**TASK TO COMPLETE:**
Reproduce every line of the records below without altering a single character, but omit the pictures from your copy.

**INFORMATION SUPPLIED:**
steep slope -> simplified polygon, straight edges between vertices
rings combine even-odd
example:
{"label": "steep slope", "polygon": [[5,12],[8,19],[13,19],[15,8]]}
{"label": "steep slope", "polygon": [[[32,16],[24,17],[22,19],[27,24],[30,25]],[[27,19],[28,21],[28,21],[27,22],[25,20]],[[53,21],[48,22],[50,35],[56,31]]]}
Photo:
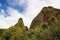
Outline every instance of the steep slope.
{"label": "steep slope", "polygon": [[23,38],[26,27],[23,24],[22,18],[18,20],[18,23],[12,27],[10,27],[8,30],[4,31],[1,35],[1,40],[17,40]]}
{"label": "steep slope", "polygon": [[60,9],[53,8],[51,6],[44,7],[41,12],[33,19],[30,28],[42,26],[43,24],[51,24],[53,21],[57,21],[60,18]]}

**RESULT BELOW:**
steep slope -> simplified polygon, straight edges between vertices
rings combine even-odd
example:
{"label": "steep slope", "polygon": [[5,12],[8,19],[13,19],[15,8]]}
{"label": "steep slope", "polygon": [[[32,16],[24,17],[22,19],[27,24],[30,25]],[[27,19],[28,21],[28,21],[27,22],[25,20]],[[53,21],[48,22],[50,35],[56,31]]]}
Photo:
Outline every instance of the steep slope.
{"label": "steep slope", "polygon": [[23,38],[26,27],[23,24],[22,18],[18,20],[18,23],[12,27],[10,27],[8,30],[4,31],[1,35],[1,40],[17,40]]}
{"label": "steep slope", "polygon": [[60,9],[53,8],[51,6],[44,7],[41,12],[33,19],[30,28],[42,26],[43,24],[51,24],[53,21],[57,21],[60,18]]}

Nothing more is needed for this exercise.